* STATED GOAL:
Format every line of the material below as a Markdown table with the columns "Row" and "Line", numbering the rows and skipping blank lines. Leave the images out of the table.

* EXCERPTED DATA:

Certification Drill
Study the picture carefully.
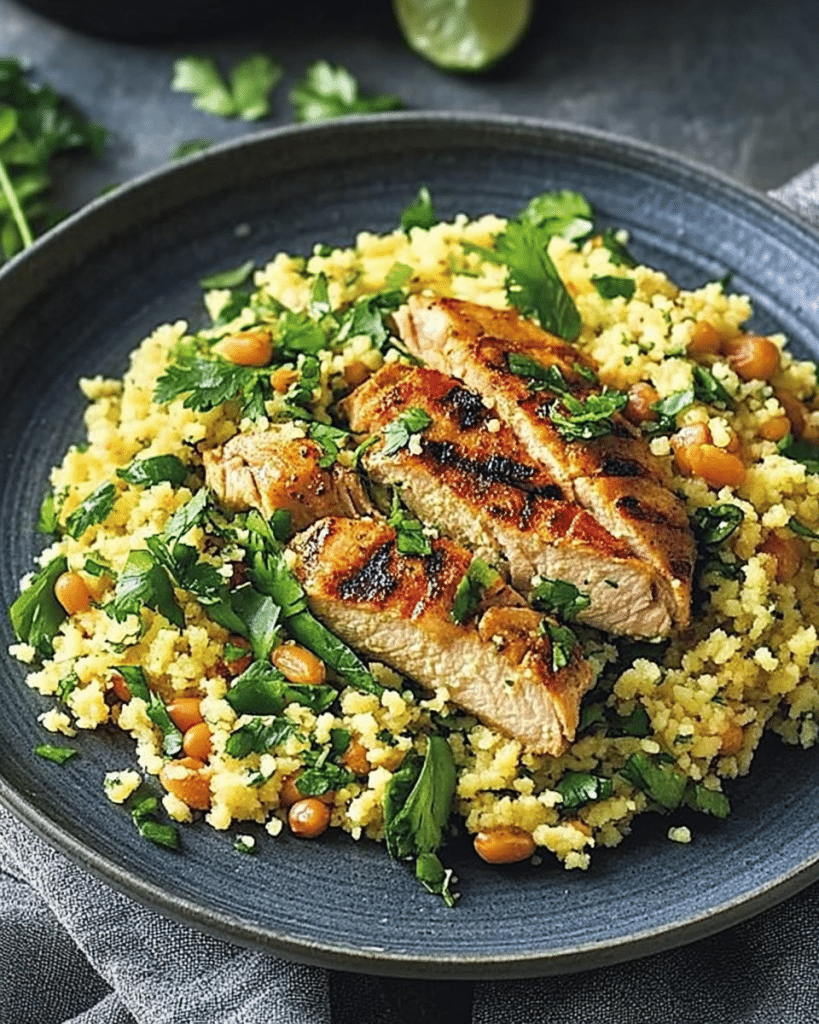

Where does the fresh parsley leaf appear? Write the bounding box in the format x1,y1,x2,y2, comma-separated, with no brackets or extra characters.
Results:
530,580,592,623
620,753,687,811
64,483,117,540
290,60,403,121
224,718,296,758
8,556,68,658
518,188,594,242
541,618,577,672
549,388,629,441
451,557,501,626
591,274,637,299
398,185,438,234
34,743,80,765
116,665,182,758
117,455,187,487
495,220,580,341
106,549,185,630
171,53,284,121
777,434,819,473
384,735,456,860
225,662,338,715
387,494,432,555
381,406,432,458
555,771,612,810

* SOLUTION BELOW:
| Row | Line |
|---|---|
| 1 | Certification Drill |
| 2 | Study the picture carefully. |
| 3 | Where does the fresh parsley leaf appear? Write the bounding box in the format x1,y1,x2,y2, comma-separated, with no brackets or extra characters. |
| 4 | Results: |
| 5 | 530,580,592,623 |
| 6 | 620,753,687,811 |
| 7 | 64,483,117,540 |
| 8 | 290,60,403,121 |
| 9 | 224,718,296,758 |
| 10 | 8,556,68,658 |
| 11 | 518,188,594,242 |
| 12 | 541,618,577,672 |
| 13 | 549,388,629,441 |
| 14 | 451,557,501,626 |
| 15 | 591,274,637,299 |
| 16 | 398,185,438,234 |
| 17 | 34,743,80,765 |
| 18 | 116,665,182,758 |
| 19 | 117,455,187,487 |
| 20 | 495,220,580,341 |
| 21 | 106,549,185,630 |
| 22 | 171,53,284,121 |
| 23 | 777,434,819,473 |
| 24 | 384,735,456,860 |
| 25 | 225,662,338,715 |
| 26 | 387,494,432,555 |
| 27 | 381,406,432,458 |
| 28 | 555,771,612,810 |